* **Stated task A**
Copy the passage of the i915 GuC submission thread that runs from "Thu Jun 3 10:52:05" up to and including "dodgy as well.".

[Intel-gfx] [RFC PATCH 00/97] Basic GuC submission support in the i915

Thu Jun 3 10:52:05 UTC 2021

On 03/06/2021 04:41, Matthew Brost wrote:
> On Wed, Jun 02, 2021 at 08:57:02PM +0200, Daniel Vetter wrote:
>> On Wed, Jun 2, 2021 at 5:27 PM Tvrtko Ursulin
>> <tvrtko.ursulin at linux.intel.com> wrote:
>>> On 25/05/2021 17:45, Matthew Brost wrote:
>>>> On Tue, May 25, 2021 at 11:32:26AM +0100, Tvrtko Ursulin wrote:
>>>>>    * Context pinning code with it's magical two adds, subtract and cmpxchg is
>>>>> dodgy as well.
>>>>
>>>> Daniele tried to remove this and it proved quite difficult + created
>>>> even more races in the backend code. This was prior to the pre-pin and
>>>> post-unpin code which makes this even more difficult to fix as I believe
>>>> these functions would need to be removed first. Not saying we can't
>>>> revisit this someday but I personally really like it - it is a clever
>>>> way to avoid reentering the pin / unpin code while asynchronous things
>>>> are happening rather than some complex locking scheme. Lastly, this code
>>>> has proved incredibly stable as I don't think we've had to fix a single
>>>> thing in this area since we've been using this code internally.
>>>
>>> Pretty much same as above. The code like:
>>>
>>> static inline void __intel_context_unpin(struct intel_context *ce)
>>> {
>>>          if (!ce->ops->sched_disable) {
>>>                  __intel_context_do_unpin(ce, 1);
>>>          } else {
>>>                  while (!atomic_add_unless(&ce->pin_count, -1, 1)) {
>>>                          if (atomic_cmpxchg(&ce->pin_count, 1, 2) == 1) {
>>>                                  ce->ops->sched_disable(ce);
>>>                                  break;
>>>                          }
>>>                  }
>>>          }
>>> }
>>>
>>> That's pretty much impenetrable for me and the only thing I can think of
>>> here is **ALARM** must be broken! See what others think..

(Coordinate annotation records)
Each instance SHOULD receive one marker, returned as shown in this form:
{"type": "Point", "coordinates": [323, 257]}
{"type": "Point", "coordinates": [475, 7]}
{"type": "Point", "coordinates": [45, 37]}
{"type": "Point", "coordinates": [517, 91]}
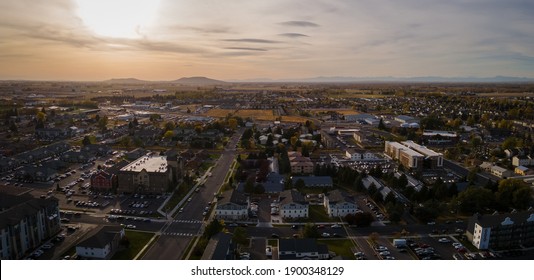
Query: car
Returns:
{"type": "Point", "coordinates": [359, 254]}
{"type": "Point", "coordinates": [384, 253]}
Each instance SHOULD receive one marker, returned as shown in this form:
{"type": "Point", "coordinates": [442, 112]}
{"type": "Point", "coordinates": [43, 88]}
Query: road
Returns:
{"type": "Point", "coordinates": [176, 234]}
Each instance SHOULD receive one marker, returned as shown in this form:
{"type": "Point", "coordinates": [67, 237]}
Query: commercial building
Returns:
{"type": "Point", "coordinates": [150, 174]}
{"type": "Point", "coordinates": [25, 221]}
{"type": "Point", "coordinates": [301, 249]}
{"type": "Point", "coordinates": [102, 243]}
{"type": "Point", "coordinates": [232, 206]}
{"type": "Point", "coordinates": [339, 204]}
{"type": "Point", "coordinates": [292, 205]}
{"type": "Point", "coordinates": [502, 231]}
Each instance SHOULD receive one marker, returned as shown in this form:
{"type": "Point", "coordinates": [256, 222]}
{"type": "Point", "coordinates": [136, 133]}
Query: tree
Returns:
{"type": "Point", "coordinates": [310, 231]}
{"type": "Point", "coordinates": [168, 134]}
{"type": "Point", "coordinates": [103, 123]}
{"type": "Point", "coordinates": [299, 184]}
{"type": "Point", "coordinates": [86, 140]}
{"type": "Point", "coordinates": [240, 236]}
{"type": "Point", "coordinates": [513, 193]}
{"type": "Point", "coordinates": [213, 228]}
{"type": "Point", "coordinates": [475, 199]}
{"type": "Point", "coordinates": [381, 124]}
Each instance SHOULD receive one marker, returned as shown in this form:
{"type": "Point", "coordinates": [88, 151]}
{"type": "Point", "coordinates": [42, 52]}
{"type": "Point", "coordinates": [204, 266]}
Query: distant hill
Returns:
{"type": "Point", "coordinates": [126, 81]}
{"type": "Point", "coordinates": [429, 79]}
{"type": "Point", "coordinates": [198, 81]}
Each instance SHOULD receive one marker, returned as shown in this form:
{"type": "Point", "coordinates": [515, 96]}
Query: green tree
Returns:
{"type": "Point", "coordinates": [310, 231]}
{"type": "Point", "coordinates": [240, 236]}
{"type": "Point", "coordinates": [513, 193]}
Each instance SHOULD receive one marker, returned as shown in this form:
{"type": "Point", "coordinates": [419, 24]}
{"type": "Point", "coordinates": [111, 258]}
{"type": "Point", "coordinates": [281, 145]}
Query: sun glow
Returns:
{"type": "Point", "coordinates": [118, 18]}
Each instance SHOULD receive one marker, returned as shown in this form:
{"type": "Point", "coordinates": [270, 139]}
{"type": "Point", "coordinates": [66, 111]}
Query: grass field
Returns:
{"type": "Point", "coordinates": [138, 240]}
{"type": "Point", "coordinates": [342, 247]}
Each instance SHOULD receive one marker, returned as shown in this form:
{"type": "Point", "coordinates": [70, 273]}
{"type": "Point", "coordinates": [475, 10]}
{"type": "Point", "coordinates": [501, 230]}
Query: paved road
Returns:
{"type": "Point", "coordinates": [178, 233]}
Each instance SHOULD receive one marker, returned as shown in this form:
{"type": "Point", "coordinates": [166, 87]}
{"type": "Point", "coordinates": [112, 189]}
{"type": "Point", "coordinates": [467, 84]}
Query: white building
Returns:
{"type": "Point", "coordinates": [233, 206]}
{"type": "Point", "coordinates": [102, 244]}
{"type": "Point", "coordinates": [292, 205]}
{"type": "Point", "coordinates": [339, 204]}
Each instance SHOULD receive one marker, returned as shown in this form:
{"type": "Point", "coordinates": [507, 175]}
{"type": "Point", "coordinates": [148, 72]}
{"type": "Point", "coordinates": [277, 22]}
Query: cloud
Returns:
{"type": "Point", "coordinates": [252, 40]}
{"type": "Point", "coordinates": [247, 49]}
{"type": "Point", "coordinates": [293, 35]}
{"type": "Point", "coordinates": [298, 23]}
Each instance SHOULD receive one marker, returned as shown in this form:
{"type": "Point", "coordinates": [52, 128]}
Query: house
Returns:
{"type": "Point", "coordinates": [292, 205]}
{"type": "Point", "coordinates": [522, 160]}
{"type": "Point", "coordinates": [220, 247]}
{"type": "Point", "coordinates": [501, 231]}
{"type": "Point", "coordinates": [102, 243]}
{"type": "Point", "coordinates": [300, 164]}
{"type": "Point", "coordinates": [232, 206]}
{"type": "Point", "coordinates": [301, 249]}
{"type": "Point", "coordinates": [77, 157]}
{"type": "Point", "coordinates": [150, 174]}
{"type": "Point", "coordinates": [314, 181]}
{"type": "Point", "coordinates": [500, 171]}
{"type": "Point", "coordinates": [103, 181]}
{"type": "Point", "coordinates": [339, 204]}
{"type": "Point", "coordinates": [360, 155]}
{"type": "Point", "coordinates": [26, 221]}
{"type": "Point", "coordinates": [523, 171]}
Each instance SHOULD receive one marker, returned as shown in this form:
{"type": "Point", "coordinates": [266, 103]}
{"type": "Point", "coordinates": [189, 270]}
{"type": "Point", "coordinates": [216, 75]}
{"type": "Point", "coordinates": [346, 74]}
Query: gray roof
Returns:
{"type": "Point", "coordinates": [15, 205]}
{"type": "Point", "coordinates": [314, 180]}
{"type": "Point", "coordinates": [291, 196]}
{"type": "Point", "coordinates": [232, 196]}
{"type": "Point", "coordinates": [101, 237]}
{"type": "Point", "coordinates": [487, 221]}
{"type": "Point", "coordinates": [337, 196]}
{"type": "Point", "coordinates": [218, 247]}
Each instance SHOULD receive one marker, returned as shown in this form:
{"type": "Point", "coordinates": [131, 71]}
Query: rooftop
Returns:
{"type": "Point", "coordinates": [150, 163]}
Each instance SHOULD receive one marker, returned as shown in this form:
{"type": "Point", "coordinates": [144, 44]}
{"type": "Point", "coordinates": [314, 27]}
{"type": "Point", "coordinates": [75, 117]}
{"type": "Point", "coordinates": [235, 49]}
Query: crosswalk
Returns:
{"type": "Point", "coordinates": [177, 234]}
{"type": "Point", "coordinates": [187, 221]}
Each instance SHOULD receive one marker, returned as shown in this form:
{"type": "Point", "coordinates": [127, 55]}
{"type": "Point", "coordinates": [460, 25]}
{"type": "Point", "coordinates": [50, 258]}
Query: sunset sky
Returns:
{"type": "Point", "coordinates": [277, 39]}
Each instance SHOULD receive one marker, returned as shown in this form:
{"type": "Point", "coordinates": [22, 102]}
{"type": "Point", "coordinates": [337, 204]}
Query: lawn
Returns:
{"type": "Point", "coordinates": [138, 240]}
{"type": "Point", "coordinates": [317, 213]}
{"type": "Point", "coordinates": [342, 247]}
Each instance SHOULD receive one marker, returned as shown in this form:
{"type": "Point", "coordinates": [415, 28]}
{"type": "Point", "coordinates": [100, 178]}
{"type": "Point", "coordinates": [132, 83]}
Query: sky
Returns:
{"type": "Point", "coordinates": [91, 40]}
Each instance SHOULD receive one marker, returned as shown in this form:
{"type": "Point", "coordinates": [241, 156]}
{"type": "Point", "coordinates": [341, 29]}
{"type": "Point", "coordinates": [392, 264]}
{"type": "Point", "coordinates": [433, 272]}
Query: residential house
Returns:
{"type": "Point", "coordinates": [77, 157]}
{"type": "Point", "coordinates": [292, 205]}
{"type": "Point", "coordinates": [103, 242]}
{"type": "Point", "coordinates": [314, 181]}
{"type": "Point", "coordinates": [103, 181]}
{"type": "Point", "coordinates": [502, 231]}
{"type": "Point", "coordinates": [500, 171]}
{"type": "Point", "coordinates": [522, 160]}
{"type": "Point", "coordinates": [339, 204]}
{"type": "Point", "coordinates": [220, 247]}
{"type": "Point", "coordinates": [301, 249]}
{"type": "Point", "coordinates": [26, 221]}
{"type": "Point", "coordinates": [232, 206]}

* **Stated task B**
How many lines of the records contain the string "house", with case counting? Reply with the number only.

* **Task solution A**
Thu Jun 3 10:52:05 UTC 2021

On 03/06/2021 04:41, Matthew Brost wrote:
> On Wed, Jun 02, 2021 at 08:57:02PM +0200, Daniel Vetter wrote:
>> On Wed, Jun 2, 2021 at 5:27 PM Tvrtko Ursulin
>> <tvrtko.ursulin at linux.intel.com> wrote:
>>> On 25/05/2021 17:45, Matthew Brost wrote:
>>>> On Tue, May 25, 2021 at 11:32:26AM +0100, Tvrtko Ursulin wrote:
>>>>>    * Context pinning code with it's magical two adds, subtract and cmpxchg is
>>>>> dodgy as well.

* **Task solution B**
2